=== Brief ===
Collect every line below that contains the word "construction".
*** Opening Material shown ***
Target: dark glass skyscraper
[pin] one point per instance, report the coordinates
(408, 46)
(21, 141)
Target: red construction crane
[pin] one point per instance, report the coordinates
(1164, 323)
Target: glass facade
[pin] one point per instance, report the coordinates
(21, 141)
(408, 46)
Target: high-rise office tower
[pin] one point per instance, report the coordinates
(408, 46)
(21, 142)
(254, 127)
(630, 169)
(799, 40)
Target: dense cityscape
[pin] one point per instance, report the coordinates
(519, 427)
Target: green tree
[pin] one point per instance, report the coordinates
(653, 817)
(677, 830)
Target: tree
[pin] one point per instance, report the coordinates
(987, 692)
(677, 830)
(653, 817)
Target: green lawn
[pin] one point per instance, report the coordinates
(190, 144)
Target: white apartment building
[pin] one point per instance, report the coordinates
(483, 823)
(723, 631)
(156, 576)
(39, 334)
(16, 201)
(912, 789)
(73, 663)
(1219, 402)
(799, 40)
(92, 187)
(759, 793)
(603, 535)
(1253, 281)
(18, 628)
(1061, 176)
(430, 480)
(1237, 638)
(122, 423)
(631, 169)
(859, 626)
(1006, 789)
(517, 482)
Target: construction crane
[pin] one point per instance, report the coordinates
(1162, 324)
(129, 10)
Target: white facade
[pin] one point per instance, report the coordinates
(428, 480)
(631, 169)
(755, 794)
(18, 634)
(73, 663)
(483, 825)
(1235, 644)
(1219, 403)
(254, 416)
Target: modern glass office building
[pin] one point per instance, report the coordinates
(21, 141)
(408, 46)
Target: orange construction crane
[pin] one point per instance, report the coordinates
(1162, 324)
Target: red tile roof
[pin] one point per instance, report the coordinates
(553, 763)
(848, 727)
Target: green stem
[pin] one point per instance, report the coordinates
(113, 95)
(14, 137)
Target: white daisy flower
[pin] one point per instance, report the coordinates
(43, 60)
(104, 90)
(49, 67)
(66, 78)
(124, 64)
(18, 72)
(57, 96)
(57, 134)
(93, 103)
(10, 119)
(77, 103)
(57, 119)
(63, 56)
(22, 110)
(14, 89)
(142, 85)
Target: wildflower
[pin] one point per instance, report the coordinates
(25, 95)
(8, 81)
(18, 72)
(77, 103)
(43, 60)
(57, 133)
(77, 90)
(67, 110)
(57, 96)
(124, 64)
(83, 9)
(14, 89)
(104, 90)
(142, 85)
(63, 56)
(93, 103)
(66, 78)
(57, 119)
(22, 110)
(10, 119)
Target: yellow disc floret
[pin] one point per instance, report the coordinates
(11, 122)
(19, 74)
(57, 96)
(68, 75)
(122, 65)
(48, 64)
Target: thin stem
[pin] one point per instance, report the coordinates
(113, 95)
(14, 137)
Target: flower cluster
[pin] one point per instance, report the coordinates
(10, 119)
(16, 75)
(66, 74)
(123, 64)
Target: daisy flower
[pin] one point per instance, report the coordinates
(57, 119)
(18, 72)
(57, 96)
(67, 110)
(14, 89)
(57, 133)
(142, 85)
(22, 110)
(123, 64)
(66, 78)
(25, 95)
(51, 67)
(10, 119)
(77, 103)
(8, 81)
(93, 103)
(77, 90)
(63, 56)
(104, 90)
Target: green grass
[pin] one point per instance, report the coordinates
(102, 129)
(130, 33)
*** Closing Material shown ***
=== Expected output ===
Target: red construction crane
Target: construction crane
Target: orange construction crane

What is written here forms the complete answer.